Work to be completed:
Return the line containing "find the glass office tower" and all lines after it exactly; stop at the end of the material.

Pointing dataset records
......
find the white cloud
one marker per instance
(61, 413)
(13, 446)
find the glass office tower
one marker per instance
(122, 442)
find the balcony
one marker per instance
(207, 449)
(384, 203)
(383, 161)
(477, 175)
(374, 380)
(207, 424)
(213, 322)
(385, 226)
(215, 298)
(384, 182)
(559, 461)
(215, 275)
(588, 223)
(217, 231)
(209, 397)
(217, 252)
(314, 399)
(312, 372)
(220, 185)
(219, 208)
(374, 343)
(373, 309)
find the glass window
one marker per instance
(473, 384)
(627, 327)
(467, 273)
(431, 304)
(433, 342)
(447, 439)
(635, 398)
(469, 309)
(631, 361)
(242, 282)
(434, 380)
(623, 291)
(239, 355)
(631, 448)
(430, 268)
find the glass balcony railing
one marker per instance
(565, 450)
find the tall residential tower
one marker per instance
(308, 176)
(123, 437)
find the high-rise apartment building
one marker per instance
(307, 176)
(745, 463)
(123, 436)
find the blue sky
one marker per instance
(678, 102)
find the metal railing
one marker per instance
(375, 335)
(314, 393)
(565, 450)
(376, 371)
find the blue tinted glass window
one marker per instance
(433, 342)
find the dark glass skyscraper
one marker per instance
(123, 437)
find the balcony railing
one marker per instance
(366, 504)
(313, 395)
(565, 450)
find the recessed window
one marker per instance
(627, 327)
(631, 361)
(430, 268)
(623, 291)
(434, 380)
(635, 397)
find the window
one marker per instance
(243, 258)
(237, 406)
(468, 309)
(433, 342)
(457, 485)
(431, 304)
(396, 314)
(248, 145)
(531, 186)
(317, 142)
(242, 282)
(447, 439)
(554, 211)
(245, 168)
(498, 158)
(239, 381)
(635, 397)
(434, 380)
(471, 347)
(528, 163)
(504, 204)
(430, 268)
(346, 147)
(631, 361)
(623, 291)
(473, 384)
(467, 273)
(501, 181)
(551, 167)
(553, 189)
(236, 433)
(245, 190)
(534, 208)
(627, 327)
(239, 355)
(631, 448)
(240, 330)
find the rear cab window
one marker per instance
......
Response to the task:
find the glass office tower
one marker per instance
(122, 442)
find the balcony
one marker per instance
(207, 449)
(384, 203)
(383, 161)
(477, 175)
(374, 380)
(207, 424)
(213, 322)
(385, 226)
(215, 298)
(384, 182)
(559, 461)
(215, 275)
(588, 223)
(217, 231)
(209, 397)
(217, 252)
(314, 399)
(312, 372)
(220, 185)
(219, 208)
(374, 343)
(373, 309)
find the glass window
one marker per instance
(473, 384)
(627, 327)
(467, 273)
(431, 304)
(433, 342)
(447, 439)
(635, 398)
(469, 309)
(631, 361)
(242, 282)
(434, 380)
(623, 291)
(239, 355)
(631, 448)
(430, 268)
find the glass balcony railing
one marker per instance
(565, 450)
find the tall residential tower
one marker per instance
(308, 176)
(123, 437)
find the high-rise apartment building
one marker per instance
(307, 176)
(745, 463)
(123, 436)
find the blue sky
one marker per instance
(678, 102)
find the metal railing
one marker per instance
(375, 335)
(314, 393)
(565, 450)
(376, 371)
find the blue tinted glass window
one marker per instance
(433, 342)
find the dark glass skyscraper
one marker per instance
(123, 437)
find the balcony railing
one marker per instance
(366, 504)
(313, 395)
(565, 450)
find the recessed window
one marker per instance
(627, 327)
(631, 361)
(430, 268)
(623, 291)
(434, 380)
(635, 397)
find the window
one marker per instance
(243, 258)
(237, 406)
(468, 309)
(433, 342)
(457, 485)
(431, 304)
(396, 314)
(248, 145)
(531, 186)
(317, 142)
(242, 282)
(447, 439)
(554, 211)
(245, 168)
(498, 158)
(239, 381)
(635, 397)
(434, 380)
(471, 347)
(528, 163)
(504, 204)
(430, 268)
(346, 147)
(631, 361)
(623, 291)
(473, 384)
(467, 273)
(501, 181)
(551, 167)
(553, 189)
(236, 433)
(245, 190)
(534, 208)
(627, 327)
(239, 355)
(631, 448)
(240, 330)
find the rear cab window
one marker per instance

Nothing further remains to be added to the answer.